— RECORDS SHOWN —
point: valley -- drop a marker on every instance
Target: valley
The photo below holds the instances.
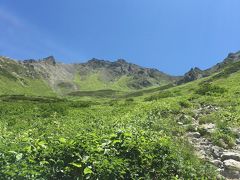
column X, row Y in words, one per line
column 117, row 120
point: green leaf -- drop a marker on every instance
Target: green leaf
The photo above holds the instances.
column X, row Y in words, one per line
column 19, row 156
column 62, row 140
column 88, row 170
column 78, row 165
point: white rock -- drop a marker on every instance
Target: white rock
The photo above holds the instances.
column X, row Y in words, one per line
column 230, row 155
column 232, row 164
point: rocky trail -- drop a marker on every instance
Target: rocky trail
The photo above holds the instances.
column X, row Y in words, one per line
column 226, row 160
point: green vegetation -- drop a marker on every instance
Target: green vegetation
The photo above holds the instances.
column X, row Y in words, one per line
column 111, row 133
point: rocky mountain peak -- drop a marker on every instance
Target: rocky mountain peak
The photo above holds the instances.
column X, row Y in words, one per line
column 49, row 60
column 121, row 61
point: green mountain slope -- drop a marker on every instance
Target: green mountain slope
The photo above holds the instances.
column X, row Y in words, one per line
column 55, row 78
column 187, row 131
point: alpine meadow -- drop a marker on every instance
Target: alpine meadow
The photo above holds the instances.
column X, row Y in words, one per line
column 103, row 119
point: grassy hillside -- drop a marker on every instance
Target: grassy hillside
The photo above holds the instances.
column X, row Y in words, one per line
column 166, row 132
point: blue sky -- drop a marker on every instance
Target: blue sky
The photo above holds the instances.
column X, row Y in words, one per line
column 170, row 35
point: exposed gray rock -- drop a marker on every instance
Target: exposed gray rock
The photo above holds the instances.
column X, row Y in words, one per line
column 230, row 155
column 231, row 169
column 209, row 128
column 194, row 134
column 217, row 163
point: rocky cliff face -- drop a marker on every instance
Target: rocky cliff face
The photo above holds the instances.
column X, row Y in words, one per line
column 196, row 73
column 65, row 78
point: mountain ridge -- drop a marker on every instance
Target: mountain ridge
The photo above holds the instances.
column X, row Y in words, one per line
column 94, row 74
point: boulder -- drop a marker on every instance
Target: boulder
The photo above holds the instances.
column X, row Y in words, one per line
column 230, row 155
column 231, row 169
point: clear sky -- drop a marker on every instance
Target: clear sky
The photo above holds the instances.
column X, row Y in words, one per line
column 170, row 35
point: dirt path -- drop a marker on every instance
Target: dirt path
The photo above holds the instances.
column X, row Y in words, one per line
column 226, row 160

— WORK REQUIRED —
Read the listing above, then copy every line that includes the string "rocky".

— RESPONSE TO THIS EXERCISE —
point: rocky trail -- drop a marker on every instance
Target: rocky trail
point: rocky mountain peak -- drop a marker on every instance
Target: rocky mountain peak
point: rocky cliff face -- drop a marker on every instance
Target: rocky cliff face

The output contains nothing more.